PAGE EXTRACT:
# red roan



## toto (Mar 3, 2013)

Our mares papers says shes sorrel- she is definitely red- but she has lots of roans on her papers! Lots!

i noticed her legs from the knee and hocks down are darker red than her body- shes got white hairs intermixed throughout her whole body not noticeable till you get close and some spots have more than others (patches of white intermixing hairs)

her mane on the natural side is kinda orangish- the middle is white hairs (lots) and when i flip her mane (underneath) theres a white line where her body and mane (crest) starts about an inch thick then her mane goes to an orangy deep red with white hairs mix. Her tail has white in it too.


Ill take pictures tomorrow- this will be my motivation so i dont forget about it, lol. 

Im thinkin shes definitely a red roan just one that hasent got many white intermixed hairs.. i dont know much about roaning- she dont get darker if she scrapes her hair off and is a little older (14-16) and i notice the white hairs are back fuller this year than they were last year and her mane has crazy white hairs now too.

(Records from one data source)
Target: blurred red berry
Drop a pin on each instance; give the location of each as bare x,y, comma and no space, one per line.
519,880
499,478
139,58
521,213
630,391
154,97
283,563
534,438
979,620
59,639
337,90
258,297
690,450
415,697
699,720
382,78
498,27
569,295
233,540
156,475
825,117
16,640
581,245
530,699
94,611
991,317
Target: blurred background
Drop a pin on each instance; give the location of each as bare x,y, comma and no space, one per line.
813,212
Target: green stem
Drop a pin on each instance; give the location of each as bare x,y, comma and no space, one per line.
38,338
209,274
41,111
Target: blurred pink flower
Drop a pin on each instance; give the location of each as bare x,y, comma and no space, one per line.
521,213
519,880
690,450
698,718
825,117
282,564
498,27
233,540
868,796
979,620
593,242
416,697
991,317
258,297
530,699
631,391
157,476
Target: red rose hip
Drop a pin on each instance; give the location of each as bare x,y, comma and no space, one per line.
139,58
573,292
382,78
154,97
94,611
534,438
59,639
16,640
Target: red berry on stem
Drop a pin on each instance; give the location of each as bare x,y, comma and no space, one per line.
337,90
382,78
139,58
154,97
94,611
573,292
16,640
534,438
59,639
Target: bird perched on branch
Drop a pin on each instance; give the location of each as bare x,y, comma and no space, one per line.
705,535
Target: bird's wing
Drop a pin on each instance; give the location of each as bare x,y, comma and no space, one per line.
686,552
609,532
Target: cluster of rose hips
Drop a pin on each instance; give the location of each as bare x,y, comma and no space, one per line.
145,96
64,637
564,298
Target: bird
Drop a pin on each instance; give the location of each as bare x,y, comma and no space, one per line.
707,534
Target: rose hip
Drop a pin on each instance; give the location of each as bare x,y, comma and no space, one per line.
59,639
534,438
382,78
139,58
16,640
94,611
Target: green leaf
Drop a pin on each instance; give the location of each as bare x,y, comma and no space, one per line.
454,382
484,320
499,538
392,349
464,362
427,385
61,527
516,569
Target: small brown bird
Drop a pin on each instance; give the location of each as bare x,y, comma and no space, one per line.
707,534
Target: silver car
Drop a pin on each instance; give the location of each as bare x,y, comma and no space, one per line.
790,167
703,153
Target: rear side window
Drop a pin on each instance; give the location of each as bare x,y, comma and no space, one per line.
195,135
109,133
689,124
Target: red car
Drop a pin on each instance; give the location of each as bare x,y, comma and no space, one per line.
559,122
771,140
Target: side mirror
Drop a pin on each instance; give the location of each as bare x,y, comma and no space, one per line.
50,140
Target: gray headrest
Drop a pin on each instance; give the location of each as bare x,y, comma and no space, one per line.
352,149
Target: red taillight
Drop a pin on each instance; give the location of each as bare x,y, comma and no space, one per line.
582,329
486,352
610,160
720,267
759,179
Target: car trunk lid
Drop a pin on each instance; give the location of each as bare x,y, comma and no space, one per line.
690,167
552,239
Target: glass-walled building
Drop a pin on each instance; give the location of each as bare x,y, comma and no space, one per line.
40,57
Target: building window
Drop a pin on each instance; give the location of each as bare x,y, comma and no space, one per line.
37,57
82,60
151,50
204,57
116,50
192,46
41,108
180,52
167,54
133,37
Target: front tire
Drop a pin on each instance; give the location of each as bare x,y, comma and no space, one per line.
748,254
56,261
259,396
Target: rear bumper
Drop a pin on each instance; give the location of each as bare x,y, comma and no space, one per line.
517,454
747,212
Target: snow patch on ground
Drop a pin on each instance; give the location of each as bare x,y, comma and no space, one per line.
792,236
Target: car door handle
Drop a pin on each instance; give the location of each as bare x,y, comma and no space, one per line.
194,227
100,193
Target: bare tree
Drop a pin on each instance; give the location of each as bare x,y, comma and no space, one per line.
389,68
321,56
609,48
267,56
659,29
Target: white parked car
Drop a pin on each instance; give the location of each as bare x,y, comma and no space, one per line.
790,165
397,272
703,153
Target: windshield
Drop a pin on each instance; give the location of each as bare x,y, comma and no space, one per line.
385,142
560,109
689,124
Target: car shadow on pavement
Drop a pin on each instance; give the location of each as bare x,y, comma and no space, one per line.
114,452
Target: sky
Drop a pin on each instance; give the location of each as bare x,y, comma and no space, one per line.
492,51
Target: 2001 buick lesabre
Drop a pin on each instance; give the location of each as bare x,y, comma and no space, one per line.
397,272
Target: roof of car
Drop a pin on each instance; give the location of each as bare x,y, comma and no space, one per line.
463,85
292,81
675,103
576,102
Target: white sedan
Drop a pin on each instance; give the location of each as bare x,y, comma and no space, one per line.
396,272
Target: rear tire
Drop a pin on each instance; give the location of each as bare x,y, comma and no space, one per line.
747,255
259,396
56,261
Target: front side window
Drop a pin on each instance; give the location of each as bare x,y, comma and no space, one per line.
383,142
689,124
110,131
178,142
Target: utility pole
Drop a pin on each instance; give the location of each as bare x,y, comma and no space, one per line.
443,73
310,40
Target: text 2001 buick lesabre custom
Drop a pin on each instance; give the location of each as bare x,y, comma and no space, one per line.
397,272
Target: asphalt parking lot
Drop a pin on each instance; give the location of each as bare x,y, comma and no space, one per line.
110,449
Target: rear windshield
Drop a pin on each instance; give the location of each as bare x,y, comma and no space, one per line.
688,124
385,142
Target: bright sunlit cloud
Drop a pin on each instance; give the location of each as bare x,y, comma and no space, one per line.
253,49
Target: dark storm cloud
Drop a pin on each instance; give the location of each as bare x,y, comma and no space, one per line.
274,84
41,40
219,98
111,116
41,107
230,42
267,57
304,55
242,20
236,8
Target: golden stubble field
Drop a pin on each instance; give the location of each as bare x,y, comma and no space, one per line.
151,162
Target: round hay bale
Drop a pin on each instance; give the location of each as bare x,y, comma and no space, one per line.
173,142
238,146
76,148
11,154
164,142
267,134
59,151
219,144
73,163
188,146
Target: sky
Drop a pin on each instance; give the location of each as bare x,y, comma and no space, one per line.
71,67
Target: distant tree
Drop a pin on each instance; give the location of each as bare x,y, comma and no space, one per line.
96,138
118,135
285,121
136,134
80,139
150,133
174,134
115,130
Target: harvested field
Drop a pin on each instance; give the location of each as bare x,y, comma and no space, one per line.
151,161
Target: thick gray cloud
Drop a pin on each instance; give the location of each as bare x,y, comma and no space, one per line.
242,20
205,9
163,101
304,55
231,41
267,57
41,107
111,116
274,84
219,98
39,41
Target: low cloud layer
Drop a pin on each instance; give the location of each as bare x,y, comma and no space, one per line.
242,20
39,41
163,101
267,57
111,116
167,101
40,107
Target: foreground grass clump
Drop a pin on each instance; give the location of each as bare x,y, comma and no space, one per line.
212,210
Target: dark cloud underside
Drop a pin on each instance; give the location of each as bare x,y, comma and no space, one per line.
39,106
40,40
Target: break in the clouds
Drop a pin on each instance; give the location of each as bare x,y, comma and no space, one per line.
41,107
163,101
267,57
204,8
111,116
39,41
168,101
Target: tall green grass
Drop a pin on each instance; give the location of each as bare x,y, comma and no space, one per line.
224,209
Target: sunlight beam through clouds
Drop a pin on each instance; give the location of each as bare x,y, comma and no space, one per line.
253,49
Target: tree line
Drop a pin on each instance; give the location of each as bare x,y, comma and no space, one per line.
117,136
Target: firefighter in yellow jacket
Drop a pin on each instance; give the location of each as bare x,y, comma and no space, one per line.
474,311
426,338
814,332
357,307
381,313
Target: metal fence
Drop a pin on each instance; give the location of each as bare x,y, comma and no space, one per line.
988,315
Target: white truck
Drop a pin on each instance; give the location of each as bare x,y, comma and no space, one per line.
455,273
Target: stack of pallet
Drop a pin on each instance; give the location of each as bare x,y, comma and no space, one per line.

PROBLEM:
Reproduce the stretch of the red roan thread from "Ill take pictures" through "hairs now too.", word for word. The entries above are separate material with no connection to the red roan thread.

COMPLETED TASK:
Ill take pictures tomorrow- this will be my motivation so i dont forget about it, lol. 

Im thinkin shes definitely a red roan just one that hasent got many white intermixed hairs.. i dont know much about roaning- she dont get darker if she scrapes her hair off and is a little older (14-16) and i notice the white hairs are back fuller this year than they were last year and her mane has crazy white hairs now too.